─── Texte fourni ───

C’était il y a seulement deux ans et demi. L’accord sur le nucléaire était à peine signé qu’une délégation française faisait le déplacement en grande pompe dans le futur eldorado iranien. Avec ses 80 millions d’habitants, le pays était décrit partout comme une concentration d’opportunités économiques et un nouveau marché à conquérir. Depuis, les investissements se sont heurtés à une levée des sanctions seulement partielle et à l’incertitude financière venue des États-Unis. La récente sortie américaine de l’accord de Vienne va encore accentuer les difficultés d’une économie déjà mal en point.

Toutes les sanctions économiques pesant sur l’Iran avaient-elles été levées ?

L’accord de Vienne prévoyait la levée progressive des sanctions économiques visant les secteurs de la finance, de l’énergie et du transport. Mais côté américain, même après l’entrée en vigueur de l’accord, en janvier 2016, toutes les entreprises voulant commercer avec l’Iran devaient commencer par obtenir une autorisation de l’Office of Foreign Assets Control (OFAC), agence dépendant du Trésor. D’autres mesures de rétorsion, visant le soutien au terrorisme, le programme balistique et les atteintes aux droits de l’homme, sont aussi restées en place. L’accord a par contre permis le dégel de 100 milliards de dollars d’avoirs iraniens bloqués aux États-Unis depuis 1979.

Ce climat d’incertitude a contribué à freiner les ambitions des entreprises européennes, confrontées aux réticences des grandes banques à financer des projets en Iran. Elles avaient déjà été échaudées par l’amende de 8 milliards d’euros infligée à BNP par les États Unis en 2015, après que la banque avait contourné l’embargo américain sur plusieurs pays dont l’Iran. La Banque mondiale brosse dans son dernier rapport le portrait d’un pays encore largement fermé: «En raison de la lenteur de la reprise des relations des banques iraniennes avec les grandes banques internationales, les apports d’investissement direct étranger dans le pays et les échanges commerciaux avec le reste de la planète restent limités.» L’élection de Donald Trump, qui clamait sa volonté de déchirer l’accord, a achevé de miner la confiance des banques.

Quels effets l’accord a-t-il eus sur l’économie iranienne ?

─── Matériel fourni ───

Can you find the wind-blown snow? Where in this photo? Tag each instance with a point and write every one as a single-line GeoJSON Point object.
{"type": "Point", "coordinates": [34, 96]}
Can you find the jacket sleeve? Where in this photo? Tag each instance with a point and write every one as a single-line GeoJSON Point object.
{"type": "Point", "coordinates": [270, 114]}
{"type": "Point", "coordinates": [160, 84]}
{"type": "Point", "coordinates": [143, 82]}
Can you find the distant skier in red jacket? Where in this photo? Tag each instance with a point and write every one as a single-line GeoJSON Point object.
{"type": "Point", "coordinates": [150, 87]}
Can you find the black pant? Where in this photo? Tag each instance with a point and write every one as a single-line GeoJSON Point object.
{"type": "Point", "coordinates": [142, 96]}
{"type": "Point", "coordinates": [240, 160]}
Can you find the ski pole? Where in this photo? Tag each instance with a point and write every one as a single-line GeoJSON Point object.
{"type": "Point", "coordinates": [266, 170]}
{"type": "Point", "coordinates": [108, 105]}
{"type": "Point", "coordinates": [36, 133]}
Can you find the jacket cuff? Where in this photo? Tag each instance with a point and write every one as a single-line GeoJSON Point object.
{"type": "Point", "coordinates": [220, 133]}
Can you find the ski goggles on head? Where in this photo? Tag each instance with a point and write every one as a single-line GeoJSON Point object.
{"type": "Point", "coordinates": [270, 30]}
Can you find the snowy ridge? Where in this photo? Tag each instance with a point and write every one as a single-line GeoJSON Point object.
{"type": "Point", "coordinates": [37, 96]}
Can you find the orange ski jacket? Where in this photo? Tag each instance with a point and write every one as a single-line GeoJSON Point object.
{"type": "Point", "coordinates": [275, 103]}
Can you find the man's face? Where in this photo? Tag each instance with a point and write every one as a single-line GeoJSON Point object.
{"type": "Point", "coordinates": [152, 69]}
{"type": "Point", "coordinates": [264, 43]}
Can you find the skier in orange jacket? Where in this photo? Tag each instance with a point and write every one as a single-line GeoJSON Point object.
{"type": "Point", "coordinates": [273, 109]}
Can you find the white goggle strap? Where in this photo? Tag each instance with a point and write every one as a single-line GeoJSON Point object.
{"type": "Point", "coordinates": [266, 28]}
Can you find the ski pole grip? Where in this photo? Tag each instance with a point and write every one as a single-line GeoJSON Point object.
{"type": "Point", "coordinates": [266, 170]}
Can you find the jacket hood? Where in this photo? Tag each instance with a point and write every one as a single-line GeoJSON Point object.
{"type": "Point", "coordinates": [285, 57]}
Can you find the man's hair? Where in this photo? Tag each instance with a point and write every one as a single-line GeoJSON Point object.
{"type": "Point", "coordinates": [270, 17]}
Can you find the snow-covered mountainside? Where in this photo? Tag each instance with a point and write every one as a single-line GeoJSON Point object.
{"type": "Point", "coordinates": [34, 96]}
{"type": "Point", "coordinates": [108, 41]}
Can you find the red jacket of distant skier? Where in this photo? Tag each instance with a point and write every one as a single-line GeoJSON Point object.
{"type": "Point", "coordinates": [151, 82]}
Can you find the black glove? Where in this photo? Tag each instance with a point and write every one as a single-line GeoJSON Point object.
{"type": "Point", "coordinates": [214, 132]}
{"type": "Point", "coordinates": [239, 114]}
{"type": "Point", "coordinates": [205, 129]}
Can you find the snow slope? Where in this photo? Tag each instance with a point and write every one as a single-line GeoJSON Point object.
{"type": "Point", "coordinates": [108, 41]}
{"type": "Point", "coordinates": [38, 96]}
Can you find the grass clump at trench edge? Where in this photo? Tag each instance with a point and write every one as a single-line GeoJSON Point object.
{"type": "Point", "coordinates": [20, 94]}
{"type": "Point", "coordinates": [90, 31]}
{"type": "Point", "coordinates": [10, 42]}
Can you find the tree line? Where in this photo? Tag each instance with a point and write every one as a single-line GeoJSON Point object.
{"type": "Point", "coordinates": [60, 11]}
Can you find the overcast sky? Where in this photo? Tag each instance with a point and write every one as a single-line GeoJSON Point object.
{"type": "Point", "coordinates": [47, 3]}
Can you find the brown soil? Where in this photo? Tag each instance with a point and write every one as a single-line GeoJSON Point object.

───

▸ **Travail demandé**:
1. Recopiez le passage du texte sur l'économie iranienne qui va de « C’était il y » jusqu'à « mal en point. » inclus.
2. D'après le texte sur l'économie iranienne, quel montant d'avoirs iraniens l'accord a-t-il permis de dégeler ?
Les lignes n'interviennent pas dans ce travail.

▸ **Réponses attendues**:
1.
C’était il y a seulement deux ans et demi. L’accord sur le nucléaire était à peine signé qu’une délégation française faisait le déplacement en grande pompe dans le futur eldorado iranien. Avec ses 80 millions d’habitants, le pays était décrit partout comme une concentration d’opportunités économiques et un nouveau marché à conquérir. Depuis, les investissements se sont heurtés à une levée des sanctions seulement partielle et à l’incertitude financière venue des États-Unis. La récente sortie américaine de l’accord de Vienne va encore accentuer les difficultés d’une économie déjà mal en point.

2. 100 milliards de dollars d'avoirs iraniens, bloqués aux États-Unis depuis 1979.